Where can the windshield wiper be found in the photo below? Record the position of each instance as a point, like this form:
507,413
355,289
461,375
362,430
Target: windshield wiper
....................
Each record above should be returned exactly as it appears.

_Result for this exercise_
Where can the windshield wiper be found in the photo below? Record the position of each instance as a point, like this form:
507,413
355,289
461,375
362,430
Target: windshield wiper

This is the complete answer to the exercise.